• [Record extracts]
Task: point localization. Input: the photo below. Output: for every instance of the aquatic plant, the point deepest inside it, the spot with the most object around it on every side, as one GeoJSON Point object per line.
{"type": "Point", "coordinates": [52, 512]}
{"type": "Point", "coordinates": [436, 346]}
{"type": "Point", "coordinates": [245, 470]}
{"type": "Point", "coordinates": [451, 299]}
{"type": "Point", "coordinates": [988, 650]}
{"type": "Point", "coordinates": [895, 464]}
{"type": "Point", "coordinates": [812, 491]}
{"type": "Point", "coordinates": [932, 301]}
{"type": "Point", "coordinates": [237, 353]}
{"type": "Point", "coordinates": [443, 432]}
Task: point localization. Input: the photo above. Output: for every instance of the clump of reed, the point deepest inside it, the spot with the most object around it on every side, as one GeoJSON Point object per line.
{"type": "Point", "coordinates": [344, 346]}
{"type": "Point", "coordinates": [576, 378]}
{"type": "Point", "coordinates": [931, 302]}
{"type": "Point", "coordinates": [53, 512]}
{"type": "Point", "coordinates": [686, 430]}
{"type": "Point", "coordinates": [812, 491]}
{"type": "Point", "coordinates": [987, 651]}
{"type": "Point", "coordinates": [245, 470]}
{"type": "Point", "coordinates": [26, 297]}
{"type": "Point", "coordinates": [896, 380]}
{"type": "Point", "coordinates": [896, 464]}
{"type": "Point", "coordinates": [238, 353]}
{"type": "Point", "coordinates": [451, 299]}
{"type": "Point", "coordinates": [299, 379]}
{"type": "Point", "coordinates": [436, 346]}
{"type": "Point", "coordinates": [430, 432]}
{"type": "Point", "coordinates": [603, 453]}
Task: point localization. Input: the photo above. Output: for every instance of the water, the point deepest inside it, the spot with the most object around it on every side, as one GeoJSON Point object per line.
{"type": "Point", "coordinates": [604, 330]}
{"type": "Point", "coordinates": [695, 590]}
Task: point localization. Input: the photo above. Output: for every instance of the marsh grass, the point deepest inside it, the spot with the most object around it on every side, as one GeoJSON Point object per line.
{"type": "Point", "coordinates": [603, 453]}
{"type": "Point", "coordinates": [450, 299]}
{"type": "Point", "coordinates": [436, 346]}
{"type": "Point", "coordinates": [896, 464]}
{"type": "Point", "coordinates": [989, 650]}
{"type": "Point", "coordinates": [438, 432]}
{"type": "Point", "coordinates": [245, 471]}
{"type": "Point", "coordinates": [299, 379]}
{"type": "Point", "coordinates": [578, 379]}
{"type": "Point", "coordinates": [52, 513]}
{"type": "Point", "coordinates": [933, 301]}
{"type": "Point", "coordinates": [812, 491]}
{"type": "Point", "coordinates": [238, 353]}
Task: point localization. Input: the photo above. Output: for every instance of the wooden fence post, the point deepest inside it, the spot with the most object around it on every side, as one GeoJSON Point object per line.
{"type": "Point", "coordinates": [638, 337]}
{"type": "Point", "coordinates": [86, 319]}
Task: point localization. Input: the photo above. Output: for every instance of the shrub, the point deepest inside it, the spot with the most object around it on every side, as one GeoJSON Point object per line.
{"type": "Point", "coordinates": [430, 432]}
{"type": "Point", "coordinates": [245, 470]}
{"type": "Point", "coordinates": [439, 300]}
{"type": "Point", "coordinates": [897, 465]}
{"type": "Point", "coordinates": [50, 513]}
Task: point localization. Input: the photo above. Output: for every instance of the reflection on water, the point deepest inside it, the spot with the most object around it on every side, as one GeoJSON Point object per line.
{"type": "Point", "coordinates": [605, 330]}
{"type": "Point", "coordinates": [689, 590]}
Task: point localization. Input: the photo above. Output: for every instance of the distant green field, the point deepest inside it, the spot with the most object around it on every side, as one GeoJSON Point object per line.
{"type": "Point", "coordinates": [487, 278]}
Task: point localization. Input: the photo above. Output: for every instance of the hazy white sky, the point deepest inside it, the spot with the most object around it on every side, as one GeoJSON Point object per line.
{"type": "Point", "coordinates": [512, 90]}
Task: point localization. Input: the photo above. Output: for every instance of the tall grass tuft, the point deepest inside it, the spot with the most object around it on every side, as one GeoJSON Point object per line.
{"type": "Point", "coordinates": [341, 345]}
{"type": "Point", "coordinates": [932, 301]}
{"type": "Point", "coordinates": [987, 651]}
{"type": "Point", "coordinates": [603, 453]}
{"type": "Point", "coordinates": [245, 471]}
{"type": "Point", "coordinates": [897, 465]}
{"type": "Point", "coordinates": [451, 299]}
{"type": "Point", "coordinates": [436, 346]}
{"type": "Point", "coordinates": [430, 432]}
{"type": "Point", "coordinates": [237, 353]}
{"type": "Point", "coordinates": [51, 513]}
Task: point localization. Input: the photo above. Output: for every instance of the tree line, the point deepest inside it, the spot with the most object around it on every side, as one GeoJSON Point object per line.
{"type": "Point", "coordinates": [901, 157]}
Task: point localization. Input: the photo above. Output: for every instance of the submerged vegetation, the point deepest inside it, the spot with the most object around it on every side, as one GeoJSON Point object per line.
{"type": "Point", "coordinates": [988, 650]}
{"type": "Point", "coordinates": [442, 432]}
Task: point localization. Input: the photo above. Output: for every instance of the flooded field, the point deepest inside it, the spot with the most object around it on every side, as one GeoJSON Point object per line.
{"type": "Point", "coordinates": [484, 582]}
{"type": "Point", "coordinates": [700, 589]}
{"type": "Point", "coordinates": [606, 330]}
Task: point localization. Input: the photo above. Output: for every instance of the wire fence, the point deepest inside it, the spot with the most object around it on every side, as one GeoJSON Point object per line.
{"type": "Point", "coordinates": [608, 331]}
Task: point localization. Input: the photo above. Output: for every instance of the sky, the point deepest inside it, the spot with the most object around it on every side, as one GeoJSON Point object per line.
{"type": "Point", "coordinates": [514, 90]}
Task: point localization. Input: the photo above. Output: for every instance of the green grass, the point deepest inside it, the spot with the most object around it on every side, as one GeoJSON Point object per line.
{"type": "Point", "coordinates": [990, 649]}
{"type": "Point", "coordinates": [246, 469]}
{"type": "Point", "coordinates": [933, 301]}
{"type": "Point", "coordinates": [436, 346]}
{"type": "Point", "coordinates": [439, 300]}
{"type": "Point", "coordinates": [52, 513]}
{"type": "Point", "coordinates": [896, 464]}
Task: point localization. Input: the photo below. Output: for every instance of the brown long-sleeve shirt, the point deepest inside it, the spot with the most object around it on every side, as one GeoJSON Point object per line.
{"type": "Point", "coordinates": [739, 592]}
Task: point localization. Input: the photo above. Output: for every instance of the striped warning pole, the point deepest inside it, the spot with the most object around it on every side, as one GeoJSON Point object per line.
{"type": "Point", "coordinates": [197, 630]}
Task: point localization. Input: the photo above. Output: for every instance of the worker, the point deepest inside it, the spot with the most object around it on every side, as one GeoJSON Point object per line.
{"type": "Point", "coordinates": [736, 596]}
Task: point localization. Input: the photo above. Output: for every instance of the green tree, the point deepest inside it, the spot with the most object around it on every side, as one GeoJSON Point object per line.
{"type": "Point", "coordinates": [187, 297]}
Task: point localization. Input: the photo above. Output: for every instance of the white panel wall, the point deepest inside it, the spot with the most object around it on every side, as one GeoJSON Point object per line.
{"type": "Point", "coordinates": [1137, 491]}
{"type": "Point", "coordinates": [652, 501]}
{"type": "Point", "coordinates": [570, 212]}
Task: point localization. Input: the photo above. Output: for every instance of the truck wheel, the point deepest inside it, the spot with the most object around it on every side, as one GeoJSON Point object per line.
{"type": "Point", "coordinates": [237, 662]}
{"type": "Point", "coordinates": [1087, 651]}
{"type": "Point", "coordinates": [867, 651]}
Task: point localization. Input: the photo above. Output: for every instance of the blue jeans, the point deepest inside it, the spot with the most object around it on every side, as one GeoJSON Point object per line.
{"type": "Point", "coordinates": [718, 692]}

• [Task details] Find the line that contains "of the blue". Repeat it and every line after it, exactly as written, up to and including the last line of the records above.

• [Reply to the exercise]
Task: point localization. Input: the photo above. Output: for every instance of the blue jeans, the point deepest inside it, the spot with the most object around it on every side, as one GeoJSON Point object per line.
{"type": "Point", "coordinates": [718, 692]}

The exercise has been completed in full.